--- START OF STORED RECORDS ---

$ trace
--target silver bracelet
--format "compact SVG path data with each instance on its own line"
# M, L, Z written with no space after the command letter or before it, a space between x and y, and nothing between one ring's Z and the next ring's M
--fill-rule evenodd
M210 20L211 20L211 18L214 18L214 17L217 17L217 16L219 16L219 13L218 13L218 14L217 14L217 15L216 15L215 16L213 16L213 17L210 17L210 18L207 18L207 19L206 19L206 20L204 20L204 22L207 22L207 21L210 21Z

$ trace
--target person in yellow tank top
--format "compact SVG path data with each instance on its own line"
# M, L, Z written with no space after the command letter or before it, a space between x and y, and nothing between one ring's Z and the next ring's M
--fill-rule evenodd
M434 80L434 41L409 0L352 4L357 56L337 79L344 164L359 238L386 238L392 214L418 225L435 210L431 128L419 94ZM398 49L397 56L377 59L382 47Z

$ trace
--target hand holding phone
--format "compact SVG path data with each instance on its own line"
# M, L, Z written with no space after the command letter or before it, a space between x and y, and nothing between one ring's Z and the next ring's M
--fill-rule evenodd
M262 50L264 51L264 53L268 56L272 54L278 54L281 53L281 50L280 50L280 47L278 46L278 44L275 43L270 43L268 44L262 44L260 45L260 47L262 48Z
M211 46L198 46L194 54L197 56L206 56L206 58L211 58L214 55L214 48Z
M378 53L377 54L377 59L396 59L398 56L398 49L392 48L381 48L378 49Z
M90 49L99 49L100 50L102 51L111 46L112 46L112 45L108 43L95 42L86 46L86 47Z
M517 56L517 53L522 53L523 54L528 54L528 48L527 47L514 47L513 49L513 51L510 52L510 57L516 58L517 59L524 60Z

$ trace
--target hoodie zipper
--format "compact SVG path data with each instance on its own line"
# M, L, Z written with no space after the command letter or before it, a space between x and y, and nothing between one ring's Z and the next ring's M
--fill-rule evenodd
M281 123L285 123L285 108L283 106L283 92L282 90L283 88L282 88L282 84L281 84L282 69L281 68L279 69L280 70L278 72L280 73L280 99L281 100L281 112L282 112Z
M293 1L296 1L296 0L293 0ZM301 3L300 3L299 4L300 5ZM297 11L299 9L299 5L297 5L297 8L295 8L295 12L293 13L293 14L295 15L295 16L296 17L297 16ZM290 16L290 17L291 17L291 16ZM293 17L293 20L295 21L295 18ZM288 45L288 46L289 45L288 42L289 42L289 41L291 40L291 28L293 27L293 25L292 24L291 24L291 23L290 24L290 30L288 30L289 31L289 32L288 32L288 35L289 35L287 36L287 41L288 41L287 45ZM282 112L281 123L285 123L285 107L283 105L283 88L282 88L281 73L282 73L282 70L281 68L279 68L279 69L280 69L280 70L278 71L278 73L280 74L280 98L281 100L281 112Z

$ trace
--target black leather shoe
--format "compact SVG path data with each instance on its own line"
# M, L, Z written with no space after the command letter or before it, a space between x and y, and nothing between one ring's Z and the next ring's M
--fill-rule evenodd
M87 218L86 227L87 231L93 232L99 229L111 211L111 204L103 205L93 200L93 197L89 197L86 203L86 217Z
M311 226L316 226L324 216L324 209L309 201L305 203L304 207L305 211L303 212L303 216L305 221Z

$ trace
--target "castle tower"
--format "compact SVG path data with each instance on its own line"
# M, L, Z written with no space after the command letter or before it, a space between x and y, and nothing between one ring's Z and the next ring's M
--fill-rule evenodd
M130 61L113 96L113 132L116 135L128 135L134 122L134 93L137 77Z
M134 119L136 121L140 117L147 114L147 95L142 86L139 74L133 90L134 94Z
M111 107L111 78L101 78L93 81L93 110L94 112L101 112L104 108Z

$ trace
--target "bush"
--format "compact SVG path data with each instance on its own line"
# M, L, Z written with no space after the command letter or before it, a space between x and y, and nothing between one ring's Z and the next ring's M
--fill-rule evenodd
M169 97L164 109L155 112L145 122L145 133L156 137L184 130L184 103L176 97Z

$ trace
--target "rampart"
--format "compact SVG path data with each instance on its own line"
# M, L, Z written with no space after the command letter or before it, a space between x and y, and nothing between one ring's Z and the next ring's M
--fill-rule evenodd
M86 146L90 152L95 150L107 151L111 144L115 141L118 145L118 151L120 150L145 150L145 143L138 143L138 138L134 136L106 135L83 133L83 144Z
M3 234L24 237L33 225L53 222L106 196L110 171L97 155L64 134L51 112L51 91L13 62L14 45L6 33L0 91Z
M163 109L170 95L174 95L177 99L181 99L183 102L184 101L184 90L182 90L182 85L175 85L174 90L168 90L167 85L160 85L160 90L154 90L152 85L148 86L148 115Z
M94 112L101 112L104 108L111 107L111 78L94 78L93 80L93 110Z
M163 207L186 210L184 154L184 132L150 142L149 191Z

--- END OF STORED RECORDS ---

_WRITTEN TASK_: Pick out each line in the listing above that contains the word "target", and copy those lines.

_RESULT OF THE EXERCISE_:
--target silver bracelet
--target person in yellow tank top
--target hand holding phone
--target hoodie zipper
--target black leather shoe
--target "castle tower"
--target "bush"
--target "rampart"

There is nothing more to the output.